[READING PASSAGE]:

So this is like the 5th Dietbet game I've joined. I completely failed 2 games I joined in November and actually ended up pound heavier at the end of the month.
Stupid really because it's my money I wasted and it's not like I'm loaded with money.
I think I had quite a bit of difficulty connecting with the other participants because I'm located in the UK and they were all from the US. So time zones in communications were an issue. But that's just a lame excuse.
This game starts just after Christmas, so I'm going to enjoy Christmas and then focus.
I know I have 3 issues.
1. Lack of exercise. I use my Rheunatoid Arthritis as an excuse. But if I was serious, I would find 25-30minutes each day to exercise.
2. I love sweets. The last few months I have been under incredible amounts of stress. Husband had mini stroke and is now unemployed, lots of stress at work with breakdowns in working relationships and just generally losing confidence in me as a person. I seem to have a bag of Sours or mint humbugs permanently on me. I'm always munching on something sweet.

[Records in a dataset]:

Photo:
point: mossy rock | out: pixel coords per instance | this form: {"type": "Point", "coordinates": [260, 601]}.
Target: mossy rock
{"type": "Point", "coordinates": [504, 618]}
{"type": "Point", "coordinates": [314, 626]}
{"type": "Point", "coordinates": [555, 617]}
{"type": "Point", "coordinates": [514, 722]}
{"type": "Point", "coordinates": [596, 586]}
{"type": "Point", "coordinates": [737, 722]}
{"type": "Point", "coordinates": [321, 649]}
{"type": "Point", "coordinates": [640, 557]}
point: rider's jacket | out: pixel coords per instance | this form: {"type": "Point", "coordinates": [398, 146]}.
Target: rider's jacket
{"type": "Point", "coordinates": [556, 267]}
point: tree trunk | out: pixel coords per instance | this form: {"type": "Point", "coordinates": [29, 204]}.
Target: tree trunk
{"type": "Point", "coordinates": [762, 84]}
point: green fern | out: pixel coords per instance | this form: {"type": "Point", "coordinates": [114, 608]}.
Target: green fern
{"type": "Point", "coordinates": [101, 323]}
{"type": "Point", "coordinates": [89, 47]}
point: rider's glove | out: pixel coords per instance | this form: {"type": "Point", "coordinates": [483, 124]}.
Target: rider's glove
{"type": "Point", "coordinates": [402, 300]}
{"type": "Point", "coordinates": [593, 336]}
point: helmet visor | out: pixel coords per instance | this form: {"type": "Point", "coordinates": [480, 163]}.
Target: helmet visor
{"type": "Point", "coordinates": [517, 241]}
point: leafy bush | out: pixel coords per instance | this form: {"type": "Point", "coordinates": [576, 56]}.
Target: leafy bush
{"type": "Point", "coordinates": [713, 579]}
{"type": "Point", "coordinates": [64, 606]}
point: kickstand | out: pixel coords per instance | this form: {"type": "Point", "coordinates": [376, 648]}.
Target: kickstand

[PROBLEMS TO SOLVE]:
1 > Rewrite everything in the Dietbet post from "Stupid really because" down to "have 3 issues.", changing "Christmas" to "New Year".
2 > Continue the Dietbet post from its last sentence.

[RESPONSES FOR EACH TASK]:
1 >
Stupid really because it's my money I wasted and it's not like I'm loaded with money.
I think I had quite a bit of difficulty connecting with the other participants because I'm located in the UK and they were all from the US. So time zones in communications were an issue. But that's just a lame excuse.
This game starts just after New Year, so I'm going to enjoy New Year and then focus.
I know I have 3 issues.

2 >
3. I can't decide what is the best way to eat for me. I like low carbs and high protein. But various fitness/ nutritional experts on the web like Joe Wicks seem to advocate eating high carbs to refuel after doing HIITS. I signed up to The 90 Day SSS. But I absolutely hated the food in cycle 1 and I didn't have the time or energy to do the food prep required. I also signed up to Josie Gibsons Slimmables and the 21 Day Fix. I joined all 3 of these in the last 3 months. And I followed each of them for 2-3 weeks max. Each one worked, not so much the 21 Day Fix. But I felt restricted by each of them and then gave up. Then I feel disheartened especially when I read the online posts of people who started the programmes the same time as me and are having fantastic results.
Do I have a problem with commitment and believing in myself. What I need is a personal coach who works with me and challenges me daily. But I can't afford that not when I work in the Public Sector and my job security is weak
So I'm hoping that doing this DietBet game will make me accountable to myself and I can work out what is going on in my head.